What this task involves: Reproduce the passage of the binary search tree article word for word, starting at "Question of Search" and ending at "exist, return null.".

Document text:
Search in a Binary Search Tree (Leet Code-700)

This article is another part of a series on leet code problems solutions, and it provides a solution to the leet code problem number 226. This is a Leet code problem named Search in a Binary Search Tree. We will solve it using python and it is the best space and time-optimized solution.

Question of Search in a Binary Search Tree

You are given the root of a binary search tree (BST) and an integer val.

Find the node in the BST that the node’s value equals val and return the subtree rooted with that node. If such a node does not exist, return null.

Example

Example 1

Input: root = [4,2,7,1,3], val = 2
Output: [2,1,3]

Example 2

Input: root = [4,2,7,1,3], val = 5
Output: []

Constraints

The number of nodes in the tree is in the range [1, 5000].
1 <= Node.val <= 10⁷
root is a binary search tree.
1 <= val <= 10⁷

Recursive Approach to solve Search in a Binary Search Treeee

To solve this problem we will recursively call the Binary Search Tree function. We compare the node’s value to the value we want to search. If the root value is greater than the node value then we traverse to the left side otherwise we traverse to the right side.

Algorithm

This method performs the following steps for a given input binary search tree:

Check for the base case.
Check if the root value is equal to the given value.
If yes then return the root
If the node value is greater than the given value then traverse left.

Information supplied:

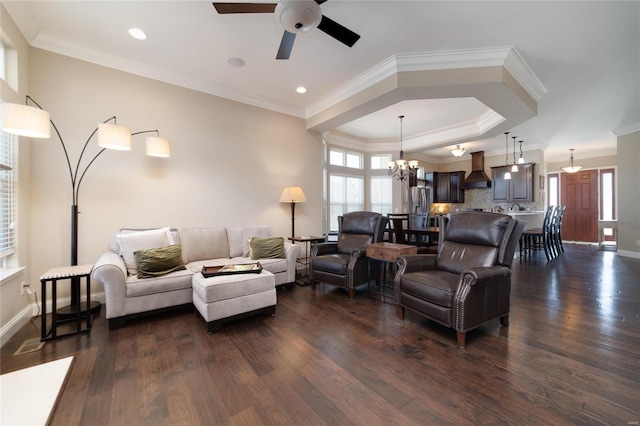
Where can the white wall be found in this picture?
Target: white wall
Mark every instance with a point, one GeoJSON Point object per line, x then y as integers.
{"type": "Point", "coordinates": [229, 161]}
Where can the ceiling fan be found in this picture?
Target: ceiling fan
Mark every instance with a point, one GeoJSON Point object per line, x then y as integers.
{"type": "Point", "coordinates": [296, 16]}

---

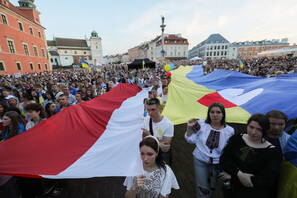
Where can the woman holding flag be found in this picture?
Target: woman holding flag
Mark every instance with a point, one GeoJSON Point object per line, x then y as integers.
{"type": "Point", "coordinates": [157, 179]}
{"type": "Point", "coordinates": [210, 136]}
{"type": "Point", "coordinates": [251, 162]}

Reply:
Question of Search in a Binary Search Tree

You are given the root of a binary search tree (BST) and an integer val.

Find the node in the BST that the node’s value equals val and return the subtree rooted with that node. If such a node does not exist, return null.